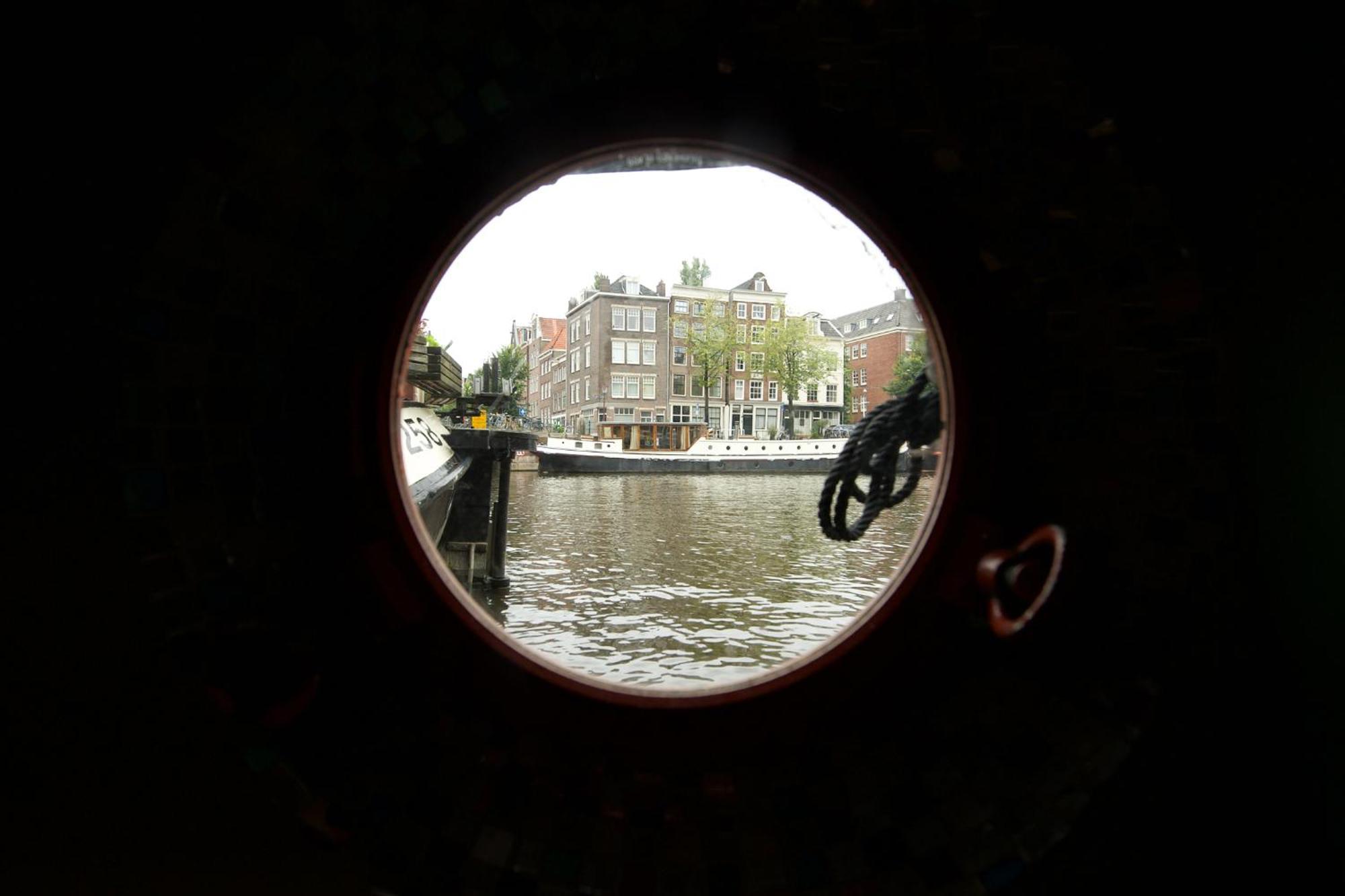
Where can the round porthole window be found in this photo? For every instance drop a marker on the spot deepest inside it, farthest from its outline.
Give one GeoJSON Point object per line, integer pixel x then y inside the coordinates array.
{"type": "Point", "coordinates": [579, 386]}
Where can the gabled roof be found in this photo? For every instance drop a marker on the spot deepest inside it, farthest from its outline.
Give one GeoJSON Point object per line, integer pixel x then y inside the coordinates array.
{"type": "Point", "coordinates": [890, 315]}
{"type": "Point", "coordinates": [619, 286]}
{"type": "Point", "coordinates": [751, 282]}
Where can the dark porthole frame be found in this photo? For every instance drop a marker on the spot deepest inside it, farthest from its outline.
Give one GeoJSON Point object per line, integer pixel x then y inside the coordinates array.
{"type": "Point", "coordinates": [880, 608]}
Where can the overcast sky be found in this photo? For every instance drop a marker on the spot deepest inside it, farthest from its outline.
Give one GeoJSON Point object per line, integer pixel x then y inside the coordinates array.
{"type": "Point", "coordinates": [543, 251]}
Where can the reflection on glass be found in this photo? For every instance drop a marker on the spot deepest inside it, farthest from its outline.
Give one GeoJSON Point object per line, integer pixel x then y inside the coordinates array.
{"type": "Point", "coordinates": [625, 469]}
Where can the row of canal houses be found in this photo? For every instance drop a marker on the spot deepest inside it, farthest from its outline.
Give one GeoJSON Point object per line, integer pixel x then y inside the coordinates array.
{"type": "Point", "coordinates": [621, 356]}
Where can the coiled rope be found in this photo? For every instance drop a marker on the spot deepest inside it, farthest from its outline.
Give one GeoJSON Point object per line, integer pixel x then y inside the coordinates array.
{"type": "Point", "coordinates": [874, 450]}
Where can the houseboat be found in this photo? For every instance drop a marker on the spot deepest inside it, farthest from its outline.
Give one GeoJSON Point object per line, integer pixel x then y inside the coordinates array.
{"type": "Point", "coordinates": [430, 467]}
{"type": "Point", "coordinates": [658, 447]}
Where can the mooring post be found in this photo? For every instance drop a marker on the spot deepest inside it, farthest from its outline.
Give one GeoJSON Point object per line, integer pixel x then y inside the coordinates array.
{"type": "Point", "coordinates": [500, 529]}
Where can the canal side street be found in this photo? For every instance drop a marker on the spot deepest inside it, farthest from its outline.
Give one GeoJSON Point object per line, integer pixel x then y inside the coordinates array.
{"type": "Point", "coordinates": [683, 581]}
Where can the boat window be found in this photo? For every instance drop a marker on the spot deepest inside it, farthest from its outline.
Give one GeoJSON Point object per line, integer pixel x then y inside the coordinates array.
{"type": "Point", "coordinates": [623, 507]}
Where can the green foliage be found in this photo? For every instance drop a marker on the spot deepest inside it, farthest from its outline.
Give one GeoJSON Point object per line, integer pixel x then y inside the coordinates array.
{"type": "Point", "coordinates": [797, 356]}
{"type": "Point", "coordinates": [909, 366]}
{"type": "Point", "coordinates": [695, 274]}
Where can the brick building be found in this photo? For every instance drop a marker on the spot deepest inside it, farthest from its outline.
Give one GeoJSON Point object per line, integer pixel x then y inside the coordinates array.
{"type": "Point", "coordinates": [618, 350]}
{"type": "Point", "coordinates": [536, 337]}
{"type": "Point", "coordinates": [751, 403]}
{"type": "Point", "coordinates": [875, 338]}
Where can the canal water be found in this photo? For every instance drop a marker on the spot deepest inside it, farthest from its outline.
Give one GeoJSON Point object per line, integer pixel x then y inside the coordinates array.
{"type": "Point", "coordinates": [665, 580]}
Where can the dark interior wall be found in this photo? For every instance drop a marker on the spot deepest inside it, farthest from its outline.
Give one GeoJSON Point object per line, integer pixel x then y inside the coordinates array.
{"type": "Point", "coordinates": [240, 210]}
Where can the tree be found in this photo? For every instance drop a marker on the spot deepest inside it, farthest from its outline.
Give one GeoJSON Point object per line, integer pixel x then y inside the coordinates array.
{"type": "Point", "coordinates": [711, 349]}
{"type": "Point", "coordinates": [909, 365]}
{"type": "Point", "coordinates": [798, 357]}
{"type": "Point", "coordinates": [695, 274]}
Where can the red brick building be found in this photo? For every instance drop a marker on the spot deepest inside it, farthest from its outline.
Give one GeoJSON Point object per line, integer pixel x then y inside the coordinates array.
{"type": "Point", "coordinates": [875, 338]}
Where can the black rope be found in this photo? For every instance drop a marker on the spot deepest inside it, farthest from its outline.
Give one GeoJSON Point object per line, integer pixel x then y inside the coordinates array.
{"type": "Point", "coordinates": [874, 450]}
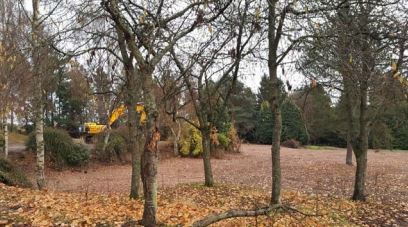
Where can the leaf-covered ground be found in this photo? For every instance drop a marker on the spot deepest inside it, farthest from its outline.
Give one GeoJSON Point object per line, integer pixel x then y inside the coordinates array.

*****

Description of the task => What is needed is a word-for-word copy of the lines from the start of the data to the line with "Where can the gabled", inclusive, with no pictures in it.

Expected answer =>
Where can the round porthole window be found in this photo? For every instance drop a marker on the spot deepest inside it, farthest from its outline.
Give one GeoJSON Point object per line, integer pixel x then y inside the coordinates array.
{"type": "Point", "coordinates": [579, 386]}
Where can the gabled roof be found in this photo? For every instance drop a marker on the spot deepest inside it, farthest from its outline.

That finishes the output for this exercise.